■ **GIVEN DATA**
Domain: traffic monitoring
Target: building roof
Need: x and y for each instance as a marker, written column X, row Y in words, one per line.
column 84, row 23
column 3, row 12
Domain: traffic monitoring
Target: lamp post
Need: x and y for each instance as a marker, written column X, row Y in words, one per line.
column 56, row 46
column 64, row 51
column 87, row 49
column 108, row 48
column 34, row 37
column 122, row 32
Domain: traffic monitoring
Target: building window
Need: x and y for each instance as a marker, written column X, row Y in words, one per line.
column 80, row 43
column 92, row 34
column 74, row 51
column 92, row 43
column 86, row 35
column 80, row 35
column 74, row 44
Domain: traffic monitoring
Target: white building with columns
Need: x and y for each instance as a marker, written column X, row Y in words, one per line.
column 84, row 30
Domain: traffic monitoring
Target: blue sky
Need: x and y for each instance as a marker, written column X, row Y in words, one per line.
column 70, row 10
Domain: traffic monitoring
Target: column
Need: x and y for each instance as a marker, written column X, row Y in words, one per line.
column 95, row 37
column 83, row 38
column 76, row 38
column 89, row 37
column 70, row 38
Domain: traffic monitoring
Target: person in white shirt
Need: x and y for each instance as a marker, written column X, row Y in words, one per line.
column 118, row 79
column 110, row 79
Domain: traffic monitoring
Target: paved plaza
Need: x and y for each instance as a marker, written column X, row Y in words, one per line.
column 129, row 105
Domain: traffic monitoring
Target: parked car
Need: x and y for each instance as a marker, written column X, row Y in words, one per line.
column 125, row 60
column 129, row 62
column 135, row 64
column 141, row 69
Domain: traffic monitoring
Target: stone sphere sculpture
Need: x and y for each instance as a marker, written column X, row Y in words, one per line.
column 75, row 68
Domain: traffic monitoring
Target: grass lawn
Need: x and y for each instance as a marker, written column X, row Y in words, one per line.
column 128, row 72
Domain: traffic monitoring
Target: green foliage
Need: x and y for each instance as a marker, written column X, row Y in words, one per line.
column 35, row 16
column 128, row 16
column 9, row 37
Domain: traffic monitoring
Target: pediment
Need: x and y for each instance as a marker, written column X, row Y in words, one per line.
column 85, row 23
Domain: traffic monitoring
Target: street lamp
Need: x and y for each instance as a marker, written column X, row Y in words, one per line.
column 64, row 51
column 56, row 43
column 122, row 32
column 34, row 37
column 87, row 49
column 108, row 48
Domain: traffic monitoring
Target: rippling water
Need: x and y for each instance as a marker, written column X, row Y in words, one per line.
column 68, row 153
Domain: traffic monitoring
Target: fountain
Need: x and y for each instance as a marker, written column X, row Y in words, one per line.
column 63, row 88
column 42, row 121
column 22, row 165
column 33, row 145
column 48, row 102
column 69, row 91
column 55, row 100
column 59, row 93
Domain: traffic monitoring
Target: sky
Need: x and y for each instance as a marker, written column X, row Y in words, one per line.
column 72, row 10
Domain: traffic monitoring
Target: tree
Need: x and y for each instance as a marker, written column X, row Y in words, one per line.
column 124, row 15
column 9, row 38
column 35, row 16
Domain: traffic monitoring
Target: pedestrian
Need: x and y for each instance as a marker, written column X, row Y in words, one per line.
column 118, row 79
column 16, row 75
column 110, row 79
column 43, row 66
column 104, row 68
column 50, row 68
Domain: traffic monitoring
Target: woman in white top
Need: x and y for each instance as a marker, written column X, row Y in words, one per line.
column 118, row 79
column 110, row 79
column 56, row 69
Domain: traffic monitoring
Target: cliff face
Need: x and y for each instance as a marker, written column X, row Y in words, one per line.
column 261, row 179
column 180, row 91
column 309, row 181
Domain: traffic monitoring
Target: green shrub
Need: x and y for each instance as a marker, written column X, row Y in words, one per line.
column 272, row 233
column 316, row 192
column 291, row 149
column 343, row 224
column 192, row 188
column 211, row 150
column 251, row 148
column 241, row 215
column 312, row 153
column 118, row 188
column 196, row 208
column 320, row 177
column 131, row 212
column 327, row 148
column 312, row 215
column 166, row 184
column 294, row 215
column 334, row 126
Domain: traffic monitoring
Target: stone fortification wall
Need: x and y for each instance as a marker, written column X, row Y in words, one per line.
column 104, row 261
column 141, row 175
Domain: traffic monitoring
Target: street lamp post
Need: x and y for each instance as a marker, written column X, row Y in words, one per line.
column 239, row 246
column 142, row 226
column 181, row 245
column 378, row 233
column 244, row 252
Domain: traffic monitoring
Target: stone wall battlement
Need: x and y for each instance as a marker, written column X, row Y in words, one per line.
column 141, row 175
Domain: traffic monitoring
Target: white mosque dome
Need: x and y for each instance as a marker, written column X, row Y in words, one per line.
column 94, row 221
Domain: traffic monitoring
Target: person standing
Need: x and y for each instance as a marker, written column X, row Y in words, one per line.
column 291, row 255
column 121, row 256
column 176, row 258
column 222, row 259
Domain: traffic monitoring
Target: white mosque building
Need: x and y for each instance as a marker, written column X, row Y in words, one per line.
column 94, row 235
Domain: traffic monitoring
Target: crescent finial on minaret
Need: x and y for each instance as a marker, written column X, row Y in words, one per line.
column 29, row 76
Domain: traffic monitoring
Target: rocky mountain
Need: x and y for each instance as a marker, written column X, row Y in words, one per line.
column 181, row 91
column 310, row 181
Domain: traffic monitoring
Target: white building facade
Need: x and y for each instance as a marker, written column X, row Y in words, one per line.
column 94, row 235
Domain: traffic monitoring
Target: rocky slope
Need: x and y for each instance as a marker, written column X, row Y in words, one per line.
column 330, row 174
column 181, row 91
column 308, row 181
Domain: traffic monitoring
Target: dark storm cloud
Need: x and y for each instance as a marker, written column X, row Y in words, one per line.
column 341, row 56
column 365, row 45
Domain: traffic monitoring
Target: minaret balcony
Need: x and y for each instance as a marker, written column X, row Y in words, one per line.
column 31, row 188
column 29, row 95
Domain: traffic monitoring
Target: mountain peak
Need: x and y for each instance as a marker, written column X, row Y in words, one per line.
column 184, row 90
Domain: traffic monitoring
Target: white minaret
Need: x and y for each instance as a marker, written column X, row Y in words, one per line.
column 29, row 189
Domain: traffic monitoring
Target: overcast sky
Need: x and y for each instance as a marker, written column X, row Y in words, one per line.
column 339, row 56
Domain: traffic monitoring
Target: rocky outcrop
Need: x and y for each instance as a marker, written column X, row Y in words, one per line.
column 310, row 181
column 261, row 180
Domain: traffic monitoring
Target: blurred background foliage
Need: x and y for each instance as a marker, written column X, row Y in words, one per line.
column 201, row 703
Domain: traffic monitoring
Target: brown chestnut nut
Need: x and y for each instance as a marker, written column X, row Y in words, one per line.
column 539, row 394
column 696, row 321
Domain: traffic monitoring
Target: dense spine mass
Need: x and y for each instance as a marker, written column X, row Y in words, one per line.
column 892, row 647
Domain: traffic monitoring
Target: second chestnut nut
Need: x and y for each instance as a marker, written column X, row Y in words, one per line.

■ **PROBLEM DETAILS**
Using the records above, select and copy every line that has the word "stone".

■ **ANSWER FOR THE TASK**
Target: stone sphere sculpture
Target: stone fortification wall
Target: stone wall battlement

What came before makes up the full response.